# [Action item]
Exactly as they stand, write out all of the entries again.

# [Supplied data]
= Beginning of Section =

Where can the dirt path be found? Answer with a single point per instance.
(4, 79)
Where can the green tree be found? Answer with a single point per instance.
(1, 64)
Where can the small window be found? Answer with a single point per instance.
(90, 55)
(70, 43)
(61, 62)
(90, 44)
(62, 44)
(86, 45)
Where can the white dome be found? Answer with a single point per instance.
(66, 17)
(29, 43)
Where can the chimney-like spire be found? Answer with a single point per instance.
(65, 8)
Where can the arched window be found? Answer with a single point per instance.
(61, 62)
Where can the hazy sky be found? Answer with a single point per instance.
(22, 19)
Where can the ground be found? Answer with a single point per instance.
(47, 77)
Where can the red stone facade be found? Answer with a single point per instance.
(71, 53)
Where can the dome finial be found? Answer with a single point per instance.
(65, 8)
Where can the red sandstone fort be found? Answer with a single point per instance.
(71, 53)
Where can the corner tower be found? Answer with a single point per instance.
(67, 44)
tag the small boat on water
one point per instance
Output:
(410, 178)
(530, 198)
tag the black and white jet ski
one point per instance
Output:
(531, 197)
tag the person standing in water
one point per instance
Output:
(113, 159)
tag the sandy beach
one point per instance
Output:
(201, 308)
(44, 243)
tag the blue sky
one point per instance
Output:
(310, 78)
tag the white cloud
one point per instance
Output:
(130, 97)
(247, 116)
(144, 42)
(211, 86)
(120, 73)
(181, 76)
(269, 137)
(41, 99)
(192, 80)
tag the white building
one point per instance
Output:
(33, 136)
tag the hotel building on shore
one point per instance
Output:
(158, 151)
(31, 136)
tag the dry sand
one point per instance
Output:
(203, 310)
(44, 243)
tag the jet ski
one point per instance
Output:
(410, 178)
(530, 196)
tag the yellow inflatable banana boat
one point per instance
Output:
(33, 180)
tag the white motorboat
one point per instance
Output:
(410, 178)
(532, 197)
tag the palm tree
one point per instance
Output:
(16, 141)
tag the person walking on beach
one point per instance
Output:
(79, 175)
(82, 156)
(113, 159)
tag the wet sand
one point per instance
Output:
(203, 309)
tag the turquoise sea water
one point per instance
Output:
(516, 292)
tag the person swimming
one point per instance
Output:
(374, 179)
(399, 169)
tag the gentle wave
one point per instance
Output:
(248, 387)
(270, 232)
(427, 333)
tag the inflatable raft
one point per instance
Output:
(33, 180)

= End of Section =

# [Completed exercise]
Where can the dirt path be found? Answer with a single point per instance.
(4, 79)
Where can the green tree be found? Answer with a single point per instance.
(1, 64)
Where can the small window be found? Answer with a single point per instance.
(90, 55)
(70, 43)
(61, 62)
(90, 44)
(62, 44)
(86, 45)
Where can the white dome be found? Answer with a single point per instance.
(66, 17)
(29, 43)
Where can the chimney-like spire be found? Answer with a single point per instance.
(65, 8)
Where can the arched window be found? Answer with a single point per instance.
(61, 62)
Where can the hazy sky be found? Answer with a single point per instance.
(22, 19)
Where can the ground be found? Answer with a single point per instance.
(47, 77)
Where can the red stone facade be found? Answer with a single point per instance.
(71, 53)
Where can the dome finial be found? Answer with a single point per instance.
(65, 8)
Where can the red sandstone fort be found? Answer with a single point per instance.
(71, 53)
Where can the corner tower be found? Answer with a single point per instance.
(67, 44)
tag the small boat on water
one point per instance
Output:
(410, 178)
(530, 198)
tag the black and white jet ski
one point per instance
Output:
(531, 197)
tag the person standing in water
one point per instance
Output:
(113, 159)
tag the sandy beach
one point per instance
Output:
(201, 308)
(44, 243)
tag the blue sky
one point per instance
Output:
(310, 78)
tag the white cloud
one point per instance
Output:
(130, 97)
(247, 116)
(144, 42)
(211, 86)
(120, 73)
(181, 76)
(269, 137)
(41, 99)
(192, 80)
tag the white building
one point per instance
Output:
(33, 136)
tag the hotel building on shore
one point per instance
Output:
(158, 151)
(31, 136)
tag the dry sand
one point per instance
Output:
(203, 310)
(44, 243)
tag the jet ski
one point per instance
Output:
(410, 178)
(530, 196)
tag the yellow inflatable banana boat
one point per instance
Output:
(33, 180)
tag the white motorboat
one point per instance
Output:
(410, 178)
(532, 197)
tag the palm tree
one point per instance
Output:
(16, 141)
tag the person walking on beach
one point per instance
Output:
(79, 175)
(82, 156)
(113, 159)
tag the wet sand
one point per instance
Output:
(203, 309)
tag the turquoise sea water
one point per instance
Output:
(516, 292)
tag the person swimming
one point per instance
Output:
(374, 179)
(399, 169)
tag the gentle wave
one point per instance
Output:
(248, 387)
(270, 232)
(427, 333)
tag the inflatable raft
one point per instance
Output:
(33, 180)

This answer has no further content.